### Reading text
Observability¶
RPC Plane exposes Prometheus metrics and a health endpoint out of the box. No configuration needed.
Prometheus metrics¶
Metrics are served on :9401/metrics (configurable via server.metrics_listen).
Metrics reference¶
| Metric | Type | Labels | Description |
|---|---|---|---|
rpc_plane_requests_total |
Counter | method, provider, status |
Total requests handled |
rpc_plane_request_duration_seconds |
Histogram | method, provider |
Request latency |
rpc_plane_provider_health_score |
Gauge | provider |
Current health score (0.0–1.0) |
rpc_plane_provider_slot_height |
Gauge | provider |
Last observed slot height |
rpc_plane_slot_drift |
Gauge | provider |
Slots behind network tip |
rpc_plane_circuit_breaker_state |
Gauge | provider |
0=closed, 1=half-open, 2=open |
rpc_plane_failover_total |
Counter | from_provider, to_provider |
Failover events |
Prometheus scrape config¶
# prometheus.yml
scrape_configs:
- job_name: rpc-plane
static_configs:
- targets: ["localhost:9401"]
For Prometheus Operator (Kubernetes):
apiVersion: monitoring.coreos.com/v1
kind: ServiceMonitor
metadata:
name: rpc-plane
spec:
endpoints:
- port: metrics
interval: 15s
selector:
matchLabels:
app: rpc-plane
Health endpoint¶
Returns a JSON snapshot of each provider's current state: health score, slot height, slot drift, circuit state, latency.

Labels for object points
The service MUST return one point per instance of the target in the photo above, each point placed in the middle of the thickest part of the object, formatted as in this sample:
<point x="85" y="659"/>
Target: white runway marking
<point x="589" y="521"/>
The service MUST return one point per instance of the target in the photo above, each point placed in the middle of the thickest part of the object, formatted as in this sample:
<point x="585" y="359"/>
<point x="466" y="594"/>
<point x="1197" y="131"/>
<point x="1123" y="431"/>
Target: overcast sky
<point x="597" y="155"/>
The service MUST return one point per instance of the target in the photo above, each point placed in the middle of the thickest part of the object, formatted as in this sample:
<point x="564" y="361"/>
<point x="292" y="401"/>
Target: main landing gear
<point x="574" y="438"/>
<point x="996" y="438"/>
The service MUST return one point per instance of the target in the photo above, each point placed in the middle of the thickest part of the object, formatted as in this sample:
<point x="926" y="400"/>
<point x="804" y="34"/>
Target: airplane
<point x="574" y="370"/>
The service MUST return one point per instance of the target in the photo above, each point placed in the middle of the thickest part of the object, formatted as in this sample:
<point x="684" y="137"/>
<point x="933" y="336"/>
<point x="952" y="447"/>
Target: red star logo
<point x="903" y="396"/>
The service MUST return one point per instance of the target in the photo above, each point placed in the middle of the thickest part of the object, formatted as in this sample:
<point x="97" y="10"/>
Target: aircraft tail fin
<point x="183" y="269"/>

### Task to carry out
According to the observability page, which setting changes where metrics are served? This data has no connection to the observability page.

### Response to the exercise
server.metrics_listen